◆ Explore the material:
1: Can you print the part of the Haiti article from "In his radio" to "Nigerian presidential spokeswoman." word for word?
2: Would you continue the Haiti article from the point where it stops?

◆ Text excerpt:
Recently troops from the United States, Chile and France were sent to Haiti under a United Nations mandate to provide security. The U.S. will send up to 2,000 troops to Haiti in an attempt to bring peace and democracy to this region, according to a report in The Economist.
In a recent interview with the former president, Amy Goodman of the “Democracy Now!” radio show asked Aristide why he left his country.
“I didn’t leave Haiti because I wanted to leave Haiti,” he said. “They (the U.S.) forced me to leave. It was a kidnapping, which they call coup d’etat….a forced resignation for me.”
In his radio interview, Aristide claimed he is still the president of Haiti. The Haitian people are a non-violent people, he maintained, saying they voted for democracy and will continue to fight peacefully for democracy.
However, the current situation in Haiti seems far from peaceful. Prior to Aristide’s departure, Haiti was embroiled in a month-long armed revolt. As a result, more than 200 people have been killed.
Currently, Aristide has been granted temporary asylum in Nigeria, according to Remi Oyo, a Nigerian presidential spokeswoman.

◆ Data extract:
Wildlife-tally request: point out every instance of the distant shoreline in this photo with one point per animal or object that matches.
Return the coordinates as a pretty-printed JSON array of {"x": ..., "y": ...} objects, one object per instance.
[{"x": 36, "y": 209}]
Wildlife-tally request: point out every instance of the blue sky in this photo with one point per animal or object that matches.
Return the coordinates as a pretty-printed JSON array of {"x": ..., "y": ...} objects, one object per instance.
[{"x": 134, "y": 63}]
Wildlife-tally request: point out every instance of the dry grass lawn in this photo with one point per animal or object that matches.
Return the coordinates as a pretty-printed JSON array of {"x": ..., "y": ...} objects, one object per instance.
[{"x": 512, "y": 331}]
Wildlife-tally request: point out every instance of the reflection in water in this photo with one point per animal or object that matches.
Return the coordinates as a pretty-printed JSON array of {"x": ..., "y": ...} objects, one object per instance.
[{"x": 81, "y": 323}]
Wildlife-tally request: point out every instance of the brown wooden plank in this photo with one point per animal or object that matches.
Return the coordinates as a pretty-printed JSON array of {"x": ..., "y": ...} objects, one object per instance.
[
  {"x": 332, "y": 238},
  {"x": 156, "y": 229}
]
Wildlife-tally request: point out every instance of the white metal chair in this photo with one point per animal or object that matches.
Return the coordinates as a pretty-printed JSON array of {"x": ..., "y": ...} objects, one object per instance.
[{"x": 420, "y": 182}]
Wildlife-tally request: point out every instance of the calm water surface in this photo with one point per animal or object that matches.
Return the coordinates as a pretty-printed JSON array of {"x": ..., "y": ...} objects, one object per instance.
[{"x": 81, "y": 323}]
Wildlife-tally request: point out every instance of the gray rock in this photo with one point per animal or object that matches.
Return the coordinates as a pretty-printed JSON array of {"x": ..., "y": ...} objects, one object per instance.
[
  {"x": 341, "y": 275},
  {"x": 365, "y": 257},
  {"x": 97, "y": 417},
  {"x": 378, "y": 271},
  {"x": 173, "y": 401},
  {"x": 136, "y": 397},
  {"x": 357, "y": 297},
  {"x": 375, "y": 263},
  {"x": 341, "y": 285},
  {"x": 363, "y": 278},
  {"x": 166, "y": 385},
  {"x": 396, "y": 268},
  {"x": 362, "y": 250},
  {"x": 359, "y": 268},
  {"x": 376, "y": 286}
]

◆ Exercise responses:
1:
In his radio interview, Aristide claimed he is still the president of Haiti. The Haitian people are a non-violent people, he maintained, saying they voted for democracy and will continue to fight peacefully for democracy.
However, the current situation in Haiti seems far from peaceful. Prior to Aristide’s departure, Haiti was embroiled in a month-long armed revolt. As a result, more than 200 people have been killed.
Currently, Aristide has been granted temporary asylum in Nigeria, according to Remi Oyo, a Nigerian presidential spokeswoman.

2:
Aristide commended Africa’s hospitality in his interview with Goodman, while condemning the United States.
On March 11, 2004, the Associated Press said that Aristide told his lawyer in Paris that he was considering bringing charges against ambassadors of both France and the United States.
U.S. ambassador James Foley in a British Broadcast Corporation interview said Aristide “never once said he didn’t want to go. It was all about his departure.”
Secretary of State Colin Powell called Aristide’s accusations “ridiculous,” according to Goodman, and Secretary of Defense Donald Rumsfeld said the allegations are “nonsense.”
WCC history professor Phil Hagstrom explained the U.S. likes to take a moralistic approach when dealing with foreign leaders, removing them from power in the name of “enlightenment.”
The story in Haiti is about a struggle to establish a stable democratic government. After the fall of the Duvalier regime in 1986, Aristide rose to power, only to leave in 1991. With U.S. support, he was elected president in 1994 — all with the intention of building a new and improved democratic country.
“We are supporters of exodus; we are not fond of political assassinations or civil wars,” said Hagstrom.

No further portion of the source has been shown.